Lower Efficiency and Higher Fuel Costs
- Ammonia has lower calorific value than coal. BloombergNEF estimates a 12% efficiency drop at 20% co-firing.
- Nevertheless, the government assumes unchanged efficiencies (43.3% for coal, 57% for LNG)4.
- Lower efficiency leads to increased fuel consumption and higher operating costs.
Unaccounted GHG Emissions (N₂O) and Mitigation Costs
- Ammonia combustion emits N₂O at 800–1500 ppm, a gas with 273 times the global warming potential of CO₂.
- In CO₂-equivalent terms, this is 1.5 to 3 times more than coal-fired emissions.
- Costs for mitigation measures (e.g., suppression technologies, recovery equipment) are not included in the government estimates.
2.2. Cost of Hydrogen Power Generation
The government’s estimates assume hydrogen plants can share the same specifications as LNG facilities, overlooking critical technical and economic differences.
Key concerns include:
Underestimated Equipment Costs
- Hydrogen’s energy density is roughly one-third that of LNG, requiring larger infrastructure for an equivalent energy supply.
- Liquid hydrogen must be stored at −253°C, much lower than LNG's −162°C, requiring specialized equipment like loading arms and cryogenic tanks.
- These are not covered in the existing estimates and are acknowledged by METI as areas still needing technical development.
Uncertain Cost Reductions in Hydrogen Supply Infrastructure
- Currently, about 90% of hydrogen costs come from transport-related activities (liquefaction, shipping, etc.).
- The government aims to cut costs to 30 yen/Nm³ by 2030, assuming the deployment of 160,000 m³ hydrogen carriers.
- However, following the 2024 cancellation of an Australian brown-coal-based hydrogen project5, plans shifted to smaller 40,000 m³ vessels6, reducing the government's expected economies of scale. This undermines the earlier assumptions of major cost savings through large-scale transport.
The government’s hydrogen cost estimates underestimate ① the uniqueness and cost of generation equipment, ② the infrastructure needed for ultra-cold transport and storage, ③ the uncertainties in achieving transport efficiency, and ④ the vulnerability of international supply chains.
3. Cost of CCS-Equipped Thermal Power Generation
Government estimates for 2040 assume CCS can be deployed on a large scale, but this overlooks significant technological, geographic, and regulatory uncertainties that could drive up costs.

■ Raw data:
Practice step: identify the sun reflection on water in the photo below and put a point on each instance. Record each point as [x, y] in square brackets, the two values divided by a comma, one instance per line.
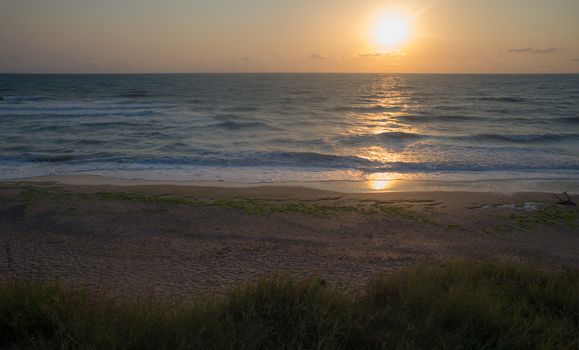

■ Required tasks:
A: At what temperature must liquid hydrogen be stored, according to the power generation cost text?
B: According to the power generation cost text, what do the government's hydrogen cost estimates underestimate? List every item.
C: Return the passage of the power generation cost text starting with "- Nevertheless, the" and going on through "than coal-fired emissions.", word for word.

■ Answers to the problems:
A: −253°C

B:
- The uniqueness and cost of generation equipment
- The infrastructure needed for ultra-cold transport and storage
- The uncertainties in achieving transport efficiency
- The vulnerability of international supply chains

C:
- Nevertheless, the government assumes unchanged efficiencies (43.3% for coal, 57% for LNG)4.
- Lower efficiency leads to increased fuel consumption and higher operating costs.
Unaccounted GHG Emissions (N₂O) and Mitigation Costs
- Ammonia combustion emits N₂O at 800–1500 ppm, a gas with 273 times the global warming potential of CO₂.
- In CO₂-equivalent terms, this is 1.5 to 3 times more than coal-fired emissions.